# [Directions for this task]
Update the part of the data that opens with the line containing "point: the window reflection in this photo" and closes at the end of the data, changing "awning" to "canopy" and keeping everything else as it is. Give back only those lines.

# [Listing]
● ● ●

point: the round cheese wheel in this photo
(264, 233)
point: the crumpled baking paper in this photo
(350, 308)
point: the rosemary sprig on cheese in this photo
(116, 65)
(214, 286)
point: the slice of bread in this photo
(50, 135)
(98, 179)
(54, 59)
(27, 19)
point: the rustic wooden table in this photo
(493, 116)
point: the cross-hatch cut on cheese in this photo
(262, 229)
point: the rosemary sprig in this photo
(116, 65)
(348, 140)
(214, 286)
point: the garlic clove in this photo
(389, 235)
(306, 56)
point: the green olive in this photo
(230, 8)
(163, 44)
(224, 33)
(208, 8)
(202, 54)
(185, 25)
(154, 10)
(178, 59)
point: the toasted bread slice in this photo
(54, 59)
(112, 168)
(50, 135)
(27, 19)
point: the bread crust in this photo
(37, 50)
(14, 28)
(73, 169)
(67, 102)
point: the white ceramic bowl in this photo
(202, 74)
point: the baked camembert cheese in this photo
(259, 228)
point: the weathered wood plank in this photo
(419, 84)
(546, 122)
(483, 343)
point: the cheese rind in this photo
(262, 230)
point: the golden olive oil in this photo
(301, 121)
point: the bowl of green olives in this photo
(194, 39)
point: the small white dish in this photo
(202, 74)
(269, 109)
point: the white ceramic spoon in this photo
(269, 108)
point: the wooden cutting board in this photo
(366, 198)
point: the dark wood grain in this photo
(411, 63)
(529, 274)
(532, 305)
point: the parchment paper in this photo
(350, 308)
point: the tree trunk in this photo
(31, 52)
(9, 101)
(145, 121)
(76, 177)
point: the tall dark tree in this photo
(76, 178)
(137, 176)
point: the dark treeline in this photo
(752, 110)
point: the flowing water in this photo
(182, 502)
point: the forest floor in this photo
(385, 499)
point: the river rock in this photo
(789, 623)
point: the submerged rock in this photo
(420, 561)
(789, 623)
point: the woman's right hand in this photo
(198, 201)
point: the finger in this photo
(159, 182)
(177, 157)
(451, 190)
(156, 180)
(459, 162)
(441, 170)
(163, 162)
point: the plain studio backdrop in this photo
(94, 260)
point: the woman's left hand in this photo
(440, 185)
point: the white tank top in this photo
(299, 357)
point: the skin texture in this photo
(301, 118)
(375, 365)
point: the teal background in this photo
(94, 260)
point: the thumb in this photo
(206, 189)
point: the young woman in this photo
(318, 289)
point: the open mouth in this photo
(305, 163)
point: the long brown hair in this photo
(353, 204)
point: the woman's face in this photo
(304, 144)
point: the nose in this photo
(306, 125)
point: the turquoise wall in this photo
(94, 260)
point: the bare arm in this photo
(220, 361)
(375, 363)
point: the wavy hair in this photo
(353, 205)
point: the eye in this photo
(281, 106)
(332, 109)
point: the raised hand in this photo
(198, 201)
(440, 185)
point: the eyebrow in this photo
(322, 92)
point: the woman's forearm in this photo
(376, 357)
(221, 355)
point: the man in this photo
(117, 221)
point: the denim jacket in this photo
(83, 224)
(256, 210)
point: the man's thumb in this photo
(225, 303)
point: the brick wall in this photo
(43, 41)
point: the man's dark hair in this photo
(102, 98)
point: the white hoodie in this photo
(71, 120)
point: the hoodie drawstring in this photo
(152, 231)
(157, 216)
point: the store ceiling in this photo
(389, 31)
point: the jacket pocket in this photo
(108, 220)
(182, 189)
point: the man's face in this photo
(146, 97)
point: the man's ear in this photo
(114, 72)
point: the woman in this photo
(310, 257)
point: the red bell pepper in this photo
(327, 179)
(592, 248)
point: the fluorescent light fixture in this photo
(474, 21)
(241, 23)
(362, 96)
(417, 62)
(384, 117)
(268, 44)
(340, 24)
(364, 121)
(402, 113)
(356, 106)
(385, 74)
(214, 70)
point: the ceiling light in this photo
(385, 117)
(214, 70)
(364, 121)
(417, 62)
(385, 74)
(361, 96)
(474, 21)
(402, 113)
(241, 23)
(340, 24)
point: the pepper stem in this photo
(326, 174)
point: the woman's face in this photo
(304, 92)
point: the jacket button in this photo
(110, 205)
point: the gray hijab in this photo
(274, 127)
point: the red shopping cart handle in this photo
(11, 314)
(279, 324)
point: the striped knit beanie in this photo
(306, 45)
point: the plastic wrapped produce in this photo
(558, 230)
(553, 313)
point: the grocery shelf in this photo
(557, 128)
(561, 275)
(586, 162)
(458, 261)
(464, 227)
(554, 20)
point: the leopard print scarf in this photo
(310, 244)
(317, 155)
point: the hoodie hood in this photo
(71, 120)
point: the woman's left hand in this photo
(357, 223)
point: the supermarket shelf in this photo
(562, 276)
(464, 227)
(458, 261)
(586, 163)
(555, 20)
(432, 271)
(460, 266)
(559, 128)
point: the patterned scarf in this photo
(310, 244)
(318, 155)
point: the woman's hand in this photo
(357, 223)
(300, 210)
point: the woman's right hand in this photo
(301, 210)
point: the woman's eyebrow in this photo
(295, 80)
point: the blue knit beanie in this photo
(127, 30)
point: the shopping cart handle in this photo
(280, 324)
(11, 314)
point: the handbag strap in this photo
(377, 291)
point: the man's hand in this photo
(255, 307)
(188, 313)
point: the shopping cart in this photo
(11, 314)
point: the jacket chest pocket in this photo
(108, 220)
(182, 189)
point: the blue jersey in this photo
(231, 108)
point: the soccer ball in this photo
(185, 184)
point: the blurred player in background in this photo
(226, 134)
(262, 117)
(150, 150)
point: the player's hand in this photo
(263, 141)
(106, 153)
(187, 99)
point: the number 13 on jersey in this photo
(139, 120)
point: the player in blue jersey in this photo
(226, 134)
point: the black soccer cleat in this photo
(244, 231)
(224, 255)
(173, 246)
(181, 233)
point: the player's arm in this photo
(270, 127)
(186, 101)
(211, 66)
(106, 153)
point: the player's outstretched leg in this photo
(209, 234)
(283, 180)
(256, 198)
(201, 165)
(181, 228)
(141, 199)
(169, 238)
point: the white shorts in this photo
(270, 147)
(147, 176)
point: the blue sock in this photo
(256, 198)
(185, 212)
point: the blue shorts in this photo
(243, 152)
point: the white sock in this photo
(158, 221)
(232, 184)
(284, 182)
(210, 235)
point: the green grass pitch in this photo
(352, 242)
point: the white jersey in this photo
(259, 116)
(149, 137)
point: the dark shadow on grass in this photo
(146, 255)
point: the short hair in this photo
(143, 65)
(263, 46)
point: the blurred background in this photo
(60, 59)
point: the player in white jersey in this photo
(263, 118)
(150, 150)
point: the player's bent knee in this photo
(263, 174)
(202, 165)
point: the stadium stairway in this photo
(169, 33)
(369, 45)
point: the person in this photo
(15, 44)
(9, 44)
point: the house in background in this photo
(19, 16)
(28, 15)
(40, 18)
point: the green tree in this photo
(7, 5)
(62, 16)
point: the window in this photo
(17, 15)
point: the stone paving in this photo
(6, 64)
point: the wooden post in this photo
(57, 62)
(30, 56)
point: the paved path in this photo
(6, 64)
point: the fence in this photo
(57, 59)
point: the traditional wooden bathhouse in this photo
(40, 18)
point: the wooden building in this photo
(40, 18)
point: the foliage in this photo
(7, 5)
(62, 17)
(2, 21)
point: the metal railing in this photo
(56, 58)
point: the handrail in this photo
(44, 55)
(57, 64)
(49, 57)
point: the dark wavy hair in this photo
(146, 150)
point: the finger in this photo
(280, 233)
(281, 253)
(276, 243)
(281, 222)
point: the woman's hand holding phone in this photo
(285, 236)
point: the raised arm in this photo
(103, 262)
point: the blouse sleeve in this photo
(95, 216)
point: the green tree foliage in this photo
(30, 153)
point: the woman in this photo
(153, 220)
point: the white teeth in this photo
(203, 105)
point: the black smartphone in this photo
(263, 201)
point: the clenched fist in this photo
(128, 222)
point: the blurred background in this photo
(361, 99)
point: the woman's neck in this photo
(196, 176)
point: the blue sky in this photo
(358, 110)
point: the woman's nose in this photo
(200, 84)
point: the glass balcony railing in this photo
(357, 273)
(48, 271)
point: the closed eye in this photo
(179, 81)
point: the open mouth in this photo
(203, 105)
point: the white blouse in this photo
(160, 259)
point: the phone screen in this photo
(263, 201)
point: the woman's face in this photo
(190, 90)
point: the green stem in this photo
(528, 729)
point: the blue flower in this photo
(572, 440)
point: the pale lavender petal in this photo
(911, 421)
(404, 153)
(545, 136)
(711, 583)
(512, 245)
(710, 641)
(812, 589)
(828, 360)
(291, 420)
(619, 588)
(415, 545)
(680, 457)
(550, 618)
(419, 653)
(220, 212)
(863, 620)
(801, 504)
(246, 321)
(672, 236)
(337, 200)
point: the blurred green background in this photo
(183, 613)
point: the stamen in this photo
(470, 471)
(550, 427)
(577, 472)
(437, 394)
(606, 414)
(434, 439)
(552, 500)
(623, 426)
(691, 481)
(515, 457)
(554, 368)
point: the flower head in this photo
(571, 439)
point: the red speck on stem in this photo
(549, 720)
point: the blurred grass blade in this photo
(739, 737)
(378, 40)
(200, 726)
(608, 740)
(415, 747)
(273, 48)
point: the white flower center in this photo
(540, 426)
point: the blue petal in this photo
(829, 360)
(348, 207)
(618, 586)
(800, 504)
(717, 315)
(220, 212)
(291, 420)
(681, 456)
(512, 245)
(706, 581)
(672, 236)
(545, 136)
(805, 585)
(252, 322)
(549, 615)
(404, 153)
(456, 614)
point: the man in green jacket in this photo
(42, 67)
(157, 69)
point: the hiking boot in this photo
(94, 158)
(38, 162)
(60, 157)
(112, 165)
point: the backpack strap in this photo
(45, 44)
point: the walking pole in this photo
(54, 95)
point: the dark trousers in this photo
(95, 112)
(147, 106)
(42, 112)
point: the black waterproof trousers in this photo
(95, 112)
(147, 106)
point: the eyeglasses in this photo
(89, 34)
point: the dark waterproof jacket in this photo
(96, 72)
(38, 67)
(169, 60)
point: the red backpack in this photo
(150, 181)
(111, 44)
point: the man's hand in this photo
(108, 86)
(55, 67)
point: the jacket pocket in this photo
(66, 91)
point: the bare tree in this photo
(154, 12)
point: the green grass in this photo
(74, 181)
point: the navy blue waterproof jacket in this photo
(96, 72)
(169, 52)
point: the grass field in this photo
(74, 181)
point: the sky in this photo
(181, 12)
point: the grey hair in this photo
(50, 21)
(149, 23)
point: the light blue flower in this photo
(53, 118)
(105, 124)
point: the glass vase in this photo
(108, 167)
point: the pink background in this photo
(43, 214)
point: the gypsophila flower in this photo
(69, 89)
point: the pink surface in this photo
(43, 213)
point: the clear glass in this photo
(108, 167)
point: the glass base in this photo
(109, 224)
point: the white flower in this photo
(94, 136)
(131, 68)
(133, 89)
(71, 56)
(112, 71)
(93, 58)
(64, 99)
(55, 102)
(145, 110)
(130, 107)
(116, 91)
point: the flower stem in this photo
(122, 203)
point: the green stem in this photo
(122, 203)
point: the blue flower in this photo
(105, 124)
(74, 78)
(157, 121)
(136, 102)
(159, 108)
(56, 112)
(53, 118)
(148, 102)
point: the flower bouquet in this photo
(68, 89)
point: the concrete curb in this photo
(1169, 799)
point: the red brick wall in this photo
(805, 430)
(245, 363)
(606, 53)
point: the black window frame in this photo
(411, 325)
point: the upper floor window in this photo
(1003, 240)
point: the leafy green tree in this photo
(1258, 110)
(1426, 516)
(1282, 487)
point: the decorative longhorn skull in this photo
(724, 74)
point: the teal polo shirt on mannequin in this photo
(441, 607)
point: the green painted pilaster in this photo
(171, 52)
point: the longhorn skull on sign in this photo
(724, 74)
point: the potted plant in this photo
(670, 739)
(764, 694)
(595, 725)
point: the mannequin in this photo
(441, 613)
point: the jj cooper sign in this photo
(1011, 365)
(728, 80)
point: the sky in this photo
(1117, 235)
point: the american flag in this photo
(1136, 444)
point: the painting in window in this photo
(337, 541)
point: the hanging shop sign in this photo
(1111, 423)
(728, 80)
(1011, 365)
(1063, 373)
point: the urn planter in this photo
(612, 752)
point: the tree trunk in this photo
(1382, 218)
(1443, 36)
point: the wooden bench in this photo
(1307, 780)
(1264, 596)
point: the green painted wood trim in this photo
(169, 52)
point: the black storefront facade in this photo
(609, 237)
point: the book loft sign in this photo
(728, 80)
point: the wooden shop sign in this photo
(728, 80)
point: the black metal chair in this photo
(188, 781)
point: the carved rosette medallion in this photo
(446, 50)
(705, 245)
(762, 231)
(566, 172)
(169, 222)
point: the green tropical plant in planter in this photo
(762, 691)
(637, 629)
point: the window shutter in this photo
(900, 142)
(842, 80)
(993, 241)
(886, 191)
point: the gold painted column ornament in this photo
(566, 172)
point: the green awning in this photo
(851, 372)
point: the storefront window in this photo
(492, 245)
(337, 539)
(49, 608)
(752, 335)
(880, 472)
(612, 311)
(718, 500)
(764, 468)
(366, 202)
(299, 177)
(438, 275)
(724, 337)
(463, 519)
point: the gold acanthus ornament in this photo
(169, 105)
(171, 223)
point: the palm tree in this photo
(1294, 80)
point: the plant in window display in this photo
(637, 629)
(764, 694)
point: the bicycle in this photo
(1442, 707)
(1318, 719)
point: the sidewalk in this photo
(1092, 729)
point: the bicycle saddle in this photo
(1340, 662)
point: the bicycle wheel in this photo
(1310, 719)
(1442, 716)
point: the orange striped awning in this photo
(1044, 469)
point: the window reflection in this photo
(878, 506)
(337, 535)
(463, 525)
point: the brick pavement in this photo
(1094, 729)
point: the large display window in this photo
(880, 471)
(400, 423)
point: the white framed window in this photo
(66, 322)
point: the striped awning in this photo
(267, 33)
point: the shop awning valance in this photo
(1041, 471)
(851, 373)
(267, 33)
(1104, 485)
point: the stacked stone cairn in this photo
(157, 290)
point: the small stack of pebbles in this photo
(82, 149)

● ● ●

# [Complete answer]
point: the window reflection in this photo
(878, 506)
(337, 535)
(463, 525)
point: the brick pavement in this photo
(1094, 729)
point: the large display window in this photo
(880, 471)
(400, 423)
point: the white framed window in this photo
(66, 322)
point: the striped canopy in this photo
(267, 33)
point: the shop canopy valance in this photo
(1041, 471)
(851, 373)
(267, 33)
(1104, 485)
point: the stacked stone cairn in this photo
(157, 290)
point: the small stack of pebbles in this photo
(82, 149)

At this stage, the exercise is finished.